Gestellte Aufgabe a:
Nenne jede Zeile der Datensätze weiter unten, in der das Wort „door“ vorkommt.

Textauszug:
========

Deutsche Bücherei

Buchtipp im September: Über starke Frauen und Identität

Buchtipp des Monats: Über starke Frauen und Identität

Buchtipp des Monats: Über starke Frauen und Identität

Bjarne Wulf Praktikant
Apenrade/Aabenraa
Zuletzt aktualisiert um:
Claudia Knauer ist begeistert von ihren drei mitgebrachten Büchern. Foto: Bjarne Wulf

Diesen Artikel vorlesen lassen.

Diese Bücher liest Claudia Knauer immer wieder. Die Büchereidirektorin in Apenrade hat zwei Kriminalromane und ein wissenschaftliches Essay für uns. Jeden Monat stellen Expertinnen und Experten der deutschen Büchereien interessante Werke vor.

Der Buchtipp für diesen September hat eine Besonderheit: Er umfasst drei Werke. Claudia Knauer, Direktorin der Deutschen Zentralbücherei, stellt die beiden Romane „Aufruhr in Oxford“ und „Hochzeit kommt vor dem Fall“ von Dorothy L. Sayers sowie das Essay „Identität über alles?“ von Tonio Hölscher vor. Dabei könnten die Genres gegensätzlicher kaum sein.

========

Gespeicherte Daten:
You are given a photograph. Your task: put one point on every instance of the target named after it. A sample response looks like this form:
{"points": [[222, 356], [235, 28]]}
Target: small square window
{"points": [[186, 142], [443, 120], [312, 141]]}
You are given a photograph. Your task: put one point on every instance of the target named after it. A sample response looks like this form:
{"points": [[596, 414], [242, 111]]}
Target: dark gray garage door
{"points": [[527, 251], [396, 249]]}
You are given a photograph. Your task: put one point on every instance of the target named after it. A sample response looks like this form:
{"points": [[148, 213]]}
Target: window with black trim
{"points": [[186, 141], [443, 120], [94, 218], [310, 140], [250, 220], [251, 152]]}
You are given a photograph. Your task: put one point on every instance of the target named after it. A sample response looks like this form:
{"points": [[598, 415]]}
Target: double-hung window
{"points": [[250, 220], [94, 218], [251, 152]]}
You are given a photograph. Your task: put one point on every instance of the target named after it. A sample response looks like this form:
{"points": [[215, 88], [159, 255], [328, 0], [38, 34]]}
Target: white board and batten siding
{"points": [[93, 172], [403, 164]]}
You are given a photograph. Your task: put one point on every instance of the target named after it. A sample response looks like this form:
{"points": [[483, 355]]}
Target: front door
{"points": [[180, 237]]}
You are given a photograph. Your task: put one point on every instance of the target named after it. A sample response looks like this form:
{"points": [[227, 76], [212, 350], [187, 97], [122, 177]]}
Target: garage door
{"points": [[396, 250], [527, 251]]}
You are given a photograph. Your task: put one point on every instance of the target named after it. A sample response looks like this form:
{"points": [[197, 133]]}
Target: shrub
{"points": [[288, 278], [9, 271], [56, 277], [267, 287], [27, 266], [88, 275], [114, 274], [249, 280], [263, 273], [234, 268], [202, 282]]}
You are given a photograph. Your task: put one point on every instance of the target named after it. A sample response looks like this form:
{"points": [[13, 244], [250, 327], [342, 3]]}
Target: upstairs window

========

Gestellte Aufgabe b:
Gib aus dem Artikel zum Buchtipp oben den Abschnitt von „Diesen Artikel vorlesen“ bis „interessante Werke vor.“ wörtlich wieder.

Antwort zur Aufgabe a:
Target: dark gray garage door
Target: front door
Target: garage door

Antwort zur Aufgabe b:
Diesen Artikel vorlesen lassen.

Diese Bücher liest Claudia Knauer immer wieder. Die Büchereidirektorin in Apenrade hat zwei Kriminalromane und ein wissenschaftliches Essay für uns. Jeden Monat stellen Expertinnen und Experten der deutschen Büchereien interessante Werke vor.